Count Eduard von Keyserling (May 14, 1855 – September 28, 1918) was a Baltic German fiction writer and dramatist and an exponent of literary Impressionism.


Keyserling was born at Schloss Tels-Paddern (now in Aizpute Municipality), Courland Governorate, then part of the Russian Empire, now Kalvene parish, Liepaja District, Latvia. He belonged to the Baltic German family of Keyserlingk and was a nephew of the geologist Alexander Keyserling. He died in Munich, Bavaria.

Keyserling's early novels Fräulein Rosa Herz. Eine Kleinstadtliebe (1887) and Die dritte Stiege (1892) were influenced by Naturalism. The later novels are more finely nuanced and less interested in assembling details. He is always interested in the interplay of light and natural objects. His novels and novellas are usually set in the German Baltic provinces, both in the noble houses and gardens and also in the fir forests and the outdoors generally. Most of his novels are suffused with a certain melancholy. They are peopled by minor aristocrats. Sometimes there are contrasting figures from a less exalted class; often this is a "child of nature," a person uncorrupted by civilization. Frequently there is a clash of generations. His novellas and novels, after 1902, place Keyserling at the forefront of German literary Impressionism. His essays on general and cultural questions, like his theater plays, are forgotten.

• Data lines:
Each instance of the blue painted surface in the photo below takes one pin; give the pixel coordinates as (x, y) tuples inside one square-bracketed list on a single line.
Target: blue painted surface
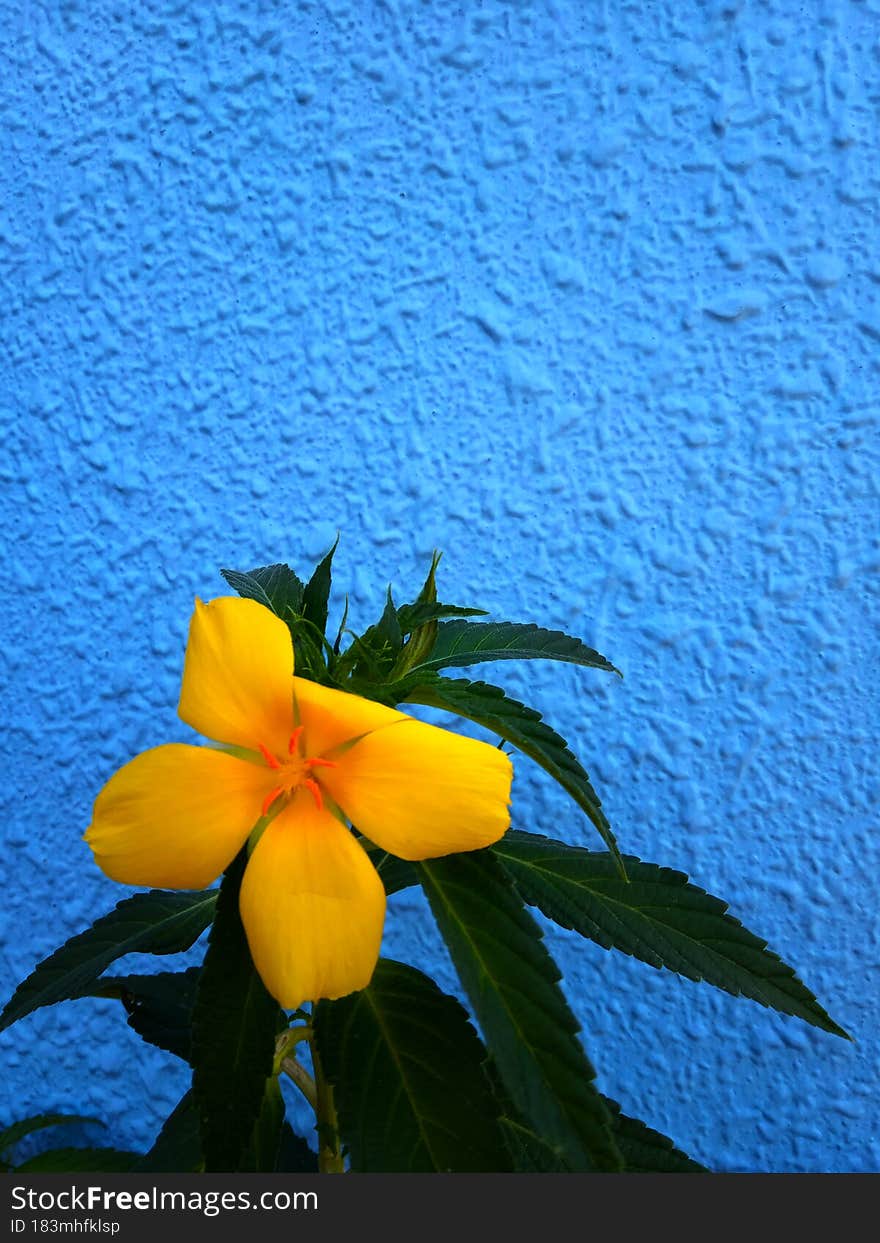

• To be done:
A – Write out the passage on Eduard von Keyserling word for word, from "Count Eduard von" up to and including "of literary Impressionism.".
B – Continue the passage on Eduard von Keyserling, picking up right after its final sentence.
The material has no connection to the passage on Eduard von Keyserling.

• Results by task:
A –
Count Eduard von Keyserling (May 14, 1855 – September 28, 1918) was a Baltic German fiction writer and dramatist and an exponent of literary Impressionism.

B –
Keyserling enjoyed a literary reputation both in Germany and in the United States. His novels, translated into English in the late 1920s, were reviewed by literary critics, particularly in newspapers of record. His works were edited and anthologized for use in language pedagogy, perhaps as much for their accessible style as for their appealing story lines. His language is unusually chaste and concise. Sentences are never very long or complex.

A subtle and elegant stylist, Keyserling's narrative is unforgettable for its evocative ambience and "feel." His most emblematic work is perhaps Fürstinnen (Princesses), only superficially related to the typical German 19th century Schlossroman (the novel set in a castle or manor house). Somehow midway between Ivan Turgenev and Franz Kafka, there is a certain pessimistic kinship between Keyserling and Anton Chekhov.


  • Fräulein Rosa Herz. Eine Kleinstadtliebe (1887)
  • Die dritte Stiege (1892)
  • Die schwarze Flasche (1902)
  • Beate und Mareille. Eine Schloßgeschichte (1903)
  • Schwüle Tage (1904)
  • Seine Liebeserfahrung (1906)
  • Dumala (1908)
  • Bunte Herzen (1909)
  • Wellen (1911)
  • Abendliche Häuser (1914)
  • Im stillen Winkel (1914)
  • Nicky (1914)
  • Am Südhang (1914/16)
  • Fürstinnen (1917)
  • Feierstagskinder (1918)
  • Gesammelte Erzählungen, ed. E. Heilborn, 4 Bde., Frankfurt a.M.1971–1973

Works Translated into English

  • Gay Hearts: 1909. (=Bunte Herzen). Translated by Bayard Quincy Morgan. German Classics of the 19th and 20th Centuries, v. 19. New York: The German Publication Society, 1914.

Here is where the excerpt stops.